▶ **REQUIREMENTS**
• A. How would you translate this sentence from the passage on Queen Kapi’olani’s canoe into Spanish: "The canoe can be interpreted as a connector to Hawaiian royal history, cultural identity, and its unique heritage."
• B. Answer these questions from the passage on Queen Kapi’olani’s canoe:
(i) Whose canoe is described as functioning as a transitional object?
(ii) According to Winnicott, what are transitional objects often associated with?
(iii) What does the canoe act as when it links Hawaii’s past cultural practices to modern-day efforts?
• C. What does the passage on Queen Kapi’olani’s canoe say the collective identity of Hawaii includes? List every item it names.

begin TEXT

Donald Winnicott
Donald Winnicott, Transitional Objects
Through Winnicott's ideas on transitional objects, Queen Kapi’olani’s canoe functions as one, bridging the memory and identity of Hawaiian history into the present day. The canoe can be interpreted as a connector to Hawaiian royal history, cultural identity, and its unique heritage. Additionally, relating to Winnicott’s statements regarding transitional objects, the canoe mediates between the queen’s legacy and the collective identity of Hawaii, including the people, traditions, and their struggles with sovereignty. It ultimately embodies continuity through history, acting as an anchor that links Hawaii’s past cultural practices to the efforts of modern-day society to preserve and honor its history. Yet, Winnicott notes that transitional objects are often associated with detachment. This correlates with the canoe as it holds a tragic dimension that emphasizes the displacement of the Hawaiian royal family and its sovereignty, even though the artifact keeps their legacy alive.

end TEXT
begin INFORMATION GIVEN

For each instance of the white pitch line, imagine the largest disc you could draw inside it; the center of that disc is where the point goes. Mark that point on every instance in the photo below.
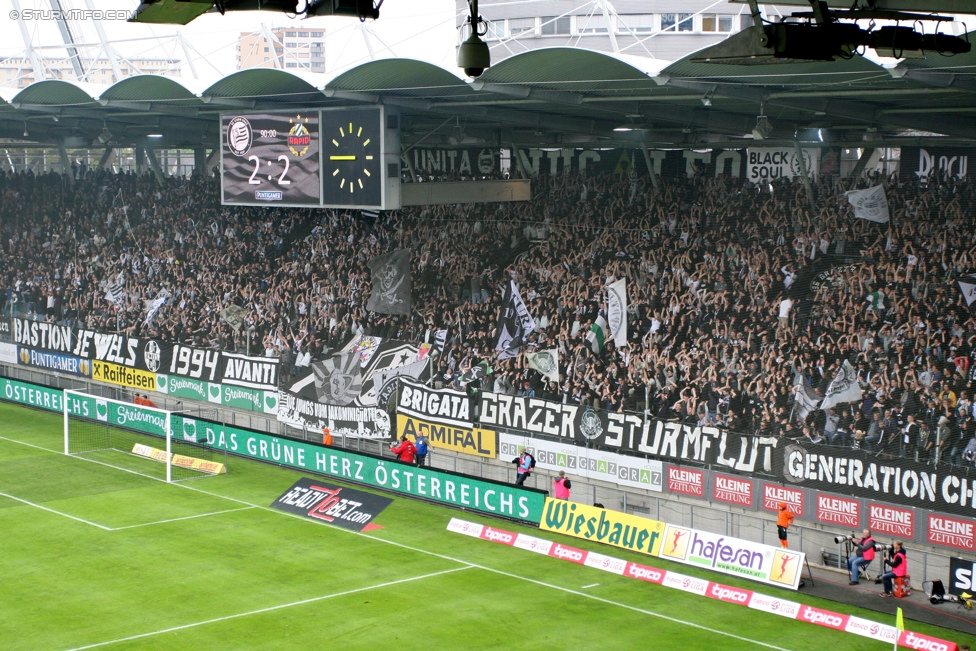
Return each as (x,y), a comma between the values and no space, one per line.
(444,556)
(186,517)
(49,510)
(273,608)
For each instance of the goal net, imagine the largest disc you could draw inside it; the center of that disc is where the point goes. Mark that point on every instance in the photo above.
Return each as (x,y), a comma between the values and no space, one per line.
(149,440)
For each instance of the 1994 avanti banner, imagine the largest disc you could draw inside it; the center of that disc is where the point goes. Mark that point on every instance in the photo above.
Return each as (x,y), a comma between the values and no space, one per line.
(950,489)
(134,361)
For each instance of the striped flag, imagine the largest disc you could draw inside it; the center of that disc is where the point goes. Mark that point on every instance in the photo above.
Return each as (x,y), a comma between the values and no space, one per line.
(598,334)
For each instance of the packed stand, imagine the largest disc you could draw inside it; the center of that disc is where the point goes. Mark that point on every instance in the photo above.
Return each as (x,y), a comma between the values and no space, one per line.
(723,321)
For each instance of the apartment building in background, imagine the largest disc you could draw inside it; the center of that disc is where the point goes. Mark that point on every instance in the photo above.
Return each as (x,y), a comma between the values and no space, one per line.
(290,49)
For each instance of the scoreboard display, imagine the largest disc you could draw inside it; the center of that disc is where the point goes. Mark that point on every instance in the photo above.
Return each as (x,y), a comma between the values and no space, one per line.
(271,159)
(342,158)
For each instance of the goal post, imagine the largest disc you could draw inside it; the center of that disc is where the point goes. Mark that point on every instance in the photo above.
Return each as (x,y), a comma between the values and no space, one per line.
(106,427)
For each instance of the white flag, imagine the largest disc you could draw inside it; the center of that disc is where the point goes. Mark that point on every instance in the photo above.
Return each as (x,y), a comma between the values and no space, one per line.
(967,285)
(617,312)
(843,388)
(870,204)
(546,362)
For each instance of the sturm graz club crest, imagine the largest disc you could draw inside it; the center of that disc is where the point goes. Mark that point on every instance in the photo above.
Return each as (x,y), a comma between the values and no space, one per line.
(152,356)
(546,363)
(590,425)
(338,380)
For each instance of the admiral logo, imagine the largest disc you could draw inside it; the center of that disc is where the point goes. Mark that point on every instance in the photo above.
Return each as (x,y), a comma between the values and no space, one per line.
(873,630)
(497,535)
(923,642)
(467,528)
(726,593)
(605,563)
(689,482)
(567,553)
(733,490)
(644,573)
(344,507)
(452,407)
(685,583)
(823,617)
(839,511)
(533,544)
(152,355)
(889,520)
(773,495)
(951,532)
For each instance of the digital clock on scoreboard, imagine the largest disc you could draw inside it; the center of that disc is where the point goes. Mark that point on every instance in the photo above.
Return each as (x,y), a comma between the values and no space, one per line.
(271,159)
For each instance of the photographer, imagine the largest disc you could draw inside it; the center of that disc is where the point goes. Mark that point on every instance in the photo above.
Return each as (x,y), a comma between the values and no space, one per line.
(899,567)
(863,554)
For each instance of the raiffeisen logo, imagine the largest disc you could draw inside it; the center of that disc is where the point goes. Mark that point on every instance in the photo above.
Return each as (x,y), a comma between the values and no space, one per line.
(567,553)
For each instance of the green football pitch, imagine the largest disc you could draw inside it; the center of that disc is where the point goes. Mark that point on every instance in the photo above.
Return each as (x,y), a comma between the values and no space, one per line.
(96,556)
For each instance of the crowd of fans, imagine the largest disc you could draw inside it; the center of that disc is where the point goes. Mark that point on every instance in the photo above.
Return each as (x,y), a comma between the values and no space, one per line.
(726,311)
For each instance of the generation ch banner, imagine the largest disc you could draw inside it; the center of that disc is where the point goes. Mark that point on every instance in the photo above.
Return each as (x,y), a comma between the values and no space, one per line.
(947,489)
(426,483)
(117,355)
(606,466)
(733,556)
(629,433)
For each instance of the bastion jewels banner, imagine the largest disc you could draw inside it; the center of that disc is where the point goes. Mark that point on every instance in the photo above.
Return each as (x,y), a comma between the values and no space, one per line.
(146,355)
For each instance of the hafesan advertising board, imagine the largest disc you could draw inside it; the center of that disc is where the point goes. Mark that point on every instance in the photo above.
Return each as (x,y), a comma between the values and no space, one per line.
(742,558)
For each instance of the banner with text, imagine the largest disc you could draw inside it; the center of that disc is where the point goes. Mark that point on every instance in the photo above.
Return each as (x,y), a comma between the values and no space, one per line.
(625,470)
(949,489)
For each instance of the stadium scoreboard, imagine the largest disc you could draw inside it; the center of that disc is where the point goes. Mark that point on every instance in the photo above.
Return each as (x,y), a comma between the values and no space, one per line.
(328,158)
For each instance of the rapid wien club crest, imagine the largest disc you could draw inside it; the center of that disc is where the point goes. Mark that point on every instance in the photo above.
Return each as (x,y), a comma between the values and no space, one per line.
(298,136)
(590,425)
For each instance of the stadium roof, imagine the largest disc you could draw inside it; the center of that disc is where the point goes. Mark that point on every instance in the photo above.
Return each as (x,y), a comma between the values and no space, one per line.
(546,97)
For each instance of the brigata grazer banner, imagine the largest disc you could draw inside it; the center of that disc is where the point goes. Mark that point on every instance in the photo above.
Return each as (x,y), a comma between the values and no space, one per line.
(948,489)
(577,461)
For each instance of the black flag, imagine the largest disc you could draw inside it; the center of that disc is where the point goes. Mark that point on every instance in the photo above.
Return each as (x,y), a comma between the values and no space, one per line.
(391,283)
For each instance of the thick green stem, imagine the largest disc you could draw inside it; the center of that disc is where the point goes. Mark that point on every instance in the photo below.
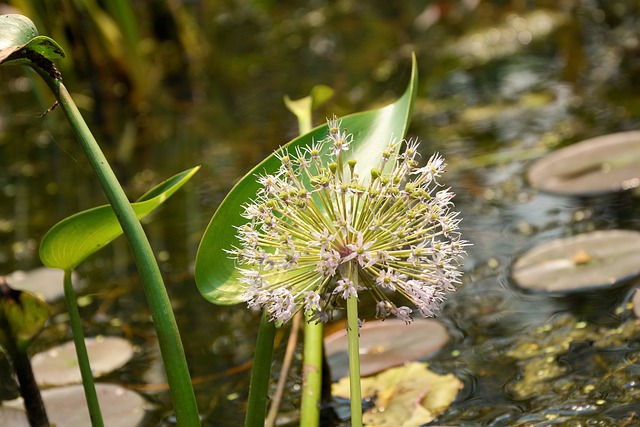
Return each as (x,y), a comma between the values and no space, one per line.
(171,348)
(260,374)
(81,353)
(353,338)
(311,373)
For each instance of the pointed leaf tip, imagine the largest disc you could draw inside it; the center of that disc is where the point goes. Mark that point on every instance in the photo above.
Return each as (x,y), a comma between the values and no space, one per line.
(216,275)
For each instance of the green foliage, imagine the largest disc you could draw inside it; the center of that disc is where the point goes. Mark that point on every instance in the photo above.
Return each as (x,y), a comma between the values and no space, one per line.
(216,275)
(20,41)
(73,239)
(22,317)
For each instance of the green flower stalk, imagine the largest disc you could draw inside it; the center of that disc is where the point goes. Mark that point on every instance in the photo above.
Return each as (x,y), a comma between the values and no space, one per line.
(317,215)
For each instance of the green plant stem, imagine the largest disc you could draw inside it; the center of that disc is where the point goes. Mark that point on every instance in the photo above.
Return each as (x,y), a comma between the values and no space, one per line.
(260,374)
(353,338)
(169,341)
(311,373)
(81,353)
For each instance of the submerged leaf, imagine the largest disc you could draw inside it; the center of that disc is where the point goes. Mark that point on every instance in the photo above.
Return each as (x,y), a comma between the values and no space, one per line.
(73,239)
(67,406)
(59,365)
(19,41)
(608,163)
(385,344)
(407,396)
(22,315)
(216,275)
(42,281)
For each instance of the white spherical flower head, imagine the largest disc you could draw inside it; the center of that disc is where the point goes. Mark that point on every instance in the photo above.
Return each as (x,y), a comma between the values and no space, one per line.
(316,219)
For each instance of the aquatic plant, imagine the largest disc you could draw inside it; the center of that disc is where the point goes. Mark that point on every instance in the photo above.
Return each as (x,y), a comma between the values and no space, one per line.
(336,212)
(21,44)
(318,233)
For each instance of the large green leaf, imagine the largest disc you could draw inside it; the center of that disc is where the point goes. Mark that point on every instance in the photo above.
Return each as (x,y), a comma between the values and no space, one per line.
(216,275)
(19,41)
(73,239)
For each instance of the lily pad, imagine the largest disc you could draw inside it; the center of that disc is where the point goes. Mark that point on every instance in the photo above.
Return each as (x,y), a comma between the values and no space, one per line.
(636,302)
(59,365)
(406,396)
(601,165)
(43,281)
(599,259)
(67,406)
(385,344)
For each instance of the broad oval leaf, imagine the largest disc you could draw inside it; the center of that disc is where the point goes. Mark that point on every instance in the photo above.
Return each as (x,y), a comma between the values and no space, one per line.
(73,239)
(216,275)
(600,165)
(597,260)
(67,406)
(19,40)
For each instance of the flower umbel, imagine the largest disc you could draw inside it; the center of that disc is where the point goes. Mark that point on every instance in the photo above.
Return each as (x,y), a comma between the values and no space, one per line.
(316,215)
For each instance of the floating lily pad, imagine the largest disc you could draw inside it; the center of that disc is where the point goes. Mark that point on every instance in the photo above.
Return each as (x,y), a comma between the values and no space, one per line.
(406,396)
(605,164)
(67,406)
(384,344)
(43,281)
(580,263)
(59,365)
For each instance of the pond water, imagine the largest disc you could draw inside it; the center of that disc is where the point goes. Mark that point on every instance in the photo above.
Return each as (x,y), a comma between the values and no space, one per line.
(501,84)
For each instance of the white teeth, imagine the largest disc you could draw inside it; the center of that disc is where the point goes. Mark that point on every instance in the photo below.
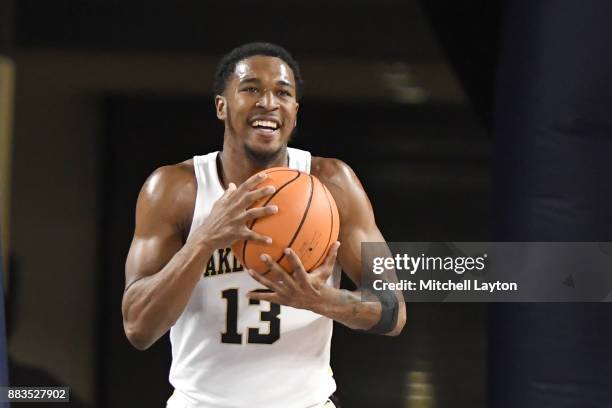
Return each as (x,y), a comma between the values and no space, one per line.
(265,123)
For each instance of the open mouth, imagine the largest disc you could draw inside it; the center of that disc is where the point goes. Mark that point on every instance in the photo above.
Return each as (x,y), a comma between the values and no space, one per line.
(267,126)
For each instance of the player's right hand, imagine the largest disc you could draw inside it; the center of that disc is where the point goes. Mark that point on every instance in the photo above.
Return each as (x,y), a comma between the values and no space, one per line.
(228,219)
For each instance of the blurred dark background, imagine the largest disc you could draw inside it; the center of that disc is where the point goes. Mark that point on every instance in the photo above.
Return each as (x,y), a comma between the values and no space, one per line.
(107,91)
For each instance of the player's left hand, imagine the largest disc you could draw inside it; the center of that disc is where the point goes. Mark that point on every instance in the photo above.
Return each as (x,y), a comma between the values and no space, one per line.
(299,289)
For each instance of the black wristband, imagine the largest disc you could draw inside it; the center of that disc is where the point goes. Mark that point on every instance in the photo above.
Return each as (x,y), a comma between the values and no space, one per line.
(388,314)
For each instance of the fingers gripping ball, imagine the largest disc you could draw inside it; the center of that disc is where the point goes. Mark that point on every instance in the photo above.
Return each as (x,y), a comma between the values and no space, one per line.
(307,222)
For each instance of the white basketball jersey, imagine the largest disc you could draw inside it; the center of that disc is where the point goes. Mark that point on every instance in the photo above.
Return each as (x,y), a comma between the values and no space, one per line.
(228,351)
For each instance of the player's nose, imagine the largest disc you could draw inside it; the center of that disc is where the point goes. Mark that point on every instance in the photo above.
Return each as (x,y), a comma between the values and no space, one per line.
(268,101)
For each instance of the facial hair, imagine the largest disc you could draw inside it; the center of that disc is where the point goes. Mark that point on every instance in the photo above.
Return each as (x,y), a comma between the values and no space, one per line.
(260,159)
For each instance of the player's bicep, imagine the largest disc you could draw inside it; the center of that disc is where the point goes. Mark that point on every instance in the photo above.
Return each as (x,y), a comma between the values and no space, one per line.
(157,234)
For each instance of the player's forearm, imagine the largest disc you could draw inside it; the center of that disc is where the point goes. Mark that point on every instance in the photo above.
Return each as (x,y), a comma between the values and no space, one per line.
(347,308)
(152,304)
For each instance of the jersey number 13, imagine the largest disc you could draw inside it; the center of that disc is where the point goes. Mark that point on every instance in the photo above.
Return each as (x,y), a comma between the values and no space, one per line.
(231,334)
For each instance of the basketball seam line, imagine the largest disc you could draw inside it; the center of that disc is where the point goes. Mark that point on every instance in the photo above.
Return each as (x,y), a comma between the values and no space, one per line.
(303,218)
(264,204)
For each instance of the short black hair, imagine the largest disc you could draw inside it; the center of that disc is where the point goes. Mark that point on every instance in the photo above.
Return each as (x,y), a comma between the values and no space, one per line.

end INFORMATION GIVEN

▶ **ANSWERS**
• A. La canoa puede interpretarse como un conector con la historia real hawaiana, la identidad cultural y su patrimonio único.

• B.
(i) Queen Kapi’olani’s
(ii) Detachment
(iii) An anchor

• C.
- The people
- Traditions
- Their struggles with sovereignty